Work order →
Even where a line looks wrong, copy it exactly and include every entry.

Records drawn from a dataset
=== Begin Enclosure ===

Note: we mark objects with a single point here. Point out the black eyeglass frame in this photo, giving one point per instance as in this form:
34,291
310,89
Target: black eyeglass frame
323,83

=== End Enclosure ===

Task answer →
Note: we mark objects with a single point here. Point out the black eyeglass frame in this photo, giving one point per instance as in this form:
34,291
310,89
Target: black eyeglass frame
323,83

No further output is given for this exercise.